● Task details:
When you find the line that contains "edge? Thanks so much for doing this.", restate it and all lines after it exactly, stopping at the end of the material.

--------------------------------------------------

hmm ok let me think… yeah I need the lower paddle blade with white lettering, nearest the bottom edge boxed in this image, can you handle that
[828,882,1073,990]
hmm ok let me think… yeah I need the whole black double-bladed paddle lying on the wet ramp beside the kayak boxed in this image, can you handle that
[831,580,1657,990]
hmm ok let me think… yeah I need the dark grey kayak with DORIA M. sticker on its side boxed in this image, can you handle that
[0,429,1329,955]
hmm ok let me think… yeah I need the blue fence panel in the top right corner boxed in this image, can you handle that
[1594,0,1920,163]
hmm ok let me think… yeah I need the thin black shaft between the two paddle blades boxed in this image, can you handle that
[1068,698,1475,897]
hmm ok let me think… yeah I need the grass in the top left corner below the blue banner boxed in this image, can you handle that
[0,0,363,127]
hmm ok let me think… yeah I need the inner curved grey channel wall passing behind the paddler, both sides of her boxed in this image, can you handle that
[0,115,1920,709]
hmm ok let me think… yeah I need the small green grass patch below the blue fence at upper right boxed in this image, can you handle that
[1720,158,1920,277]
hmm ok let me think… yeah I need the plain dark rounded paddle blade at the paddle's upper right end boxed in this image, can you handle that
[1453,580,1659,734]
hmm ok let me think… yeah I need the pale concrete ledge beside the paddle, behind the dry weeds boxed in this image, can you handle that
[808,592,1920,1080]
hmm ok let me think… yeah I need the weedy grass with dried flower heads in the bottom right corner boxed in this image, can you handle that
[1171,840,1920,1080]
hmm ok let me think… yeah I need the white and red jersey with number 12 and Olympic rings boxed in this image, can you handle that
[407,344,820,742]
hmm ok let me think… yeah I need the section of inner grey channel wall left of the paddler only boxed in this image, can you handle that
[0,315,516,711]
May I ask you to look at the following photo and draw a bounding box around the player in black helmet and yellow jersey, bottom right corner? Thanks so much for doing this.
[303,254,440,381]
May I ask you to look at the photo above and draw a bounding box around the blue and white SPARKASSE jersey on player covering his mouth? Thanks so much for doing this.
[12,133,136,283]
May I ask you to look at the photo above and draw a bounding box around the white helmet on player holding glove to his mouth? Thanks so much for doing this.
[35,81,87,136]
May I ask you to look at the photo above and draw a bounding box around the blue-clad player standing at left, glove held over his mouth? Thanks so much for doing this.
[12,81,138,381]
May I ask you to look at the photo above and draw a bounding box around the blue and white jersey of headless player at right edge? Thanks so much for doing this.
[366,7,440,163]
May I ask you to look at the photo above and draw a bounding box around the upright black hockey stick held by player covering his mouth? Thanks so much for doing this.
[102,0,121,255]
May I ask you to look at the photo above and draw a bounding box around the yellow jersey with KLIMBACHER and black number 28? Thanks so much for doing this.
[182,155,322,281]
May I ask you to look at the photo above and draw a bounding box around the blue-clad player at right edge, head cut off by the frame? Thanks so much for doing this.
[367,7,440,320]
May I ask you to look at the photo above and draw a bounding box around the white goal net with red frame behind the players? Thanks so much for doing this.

--------------------------------------------------

● Exercise output:
May I ask you to look at the photo above and draw a bounding box around the blue and white jersey of headless player at right edge? Thanks so much for doing this.
[366,7,440,163]
May I ask you to look at the photo above and draw a bounding box around the upright black hockey stick held by player covering his mouth? Thanks so much for doing this.
[102,0,121,255]
May I ask you to look at the photo above and draw a bounding box around the yellow jersey with KLIMBACHER and black number 28? Thanks so much for doing this.
[182,155,322,281]
May I ask you to look at the photo above and draw a bounding box around the blue-clad player at right edge, head cut off by the frame? Thanks so much for doing this.
[367,7,440,320]
May I ask you to look at the photo above and draw a bounding box around the white goal net with red frame behind the players? Thanks so much for doing this.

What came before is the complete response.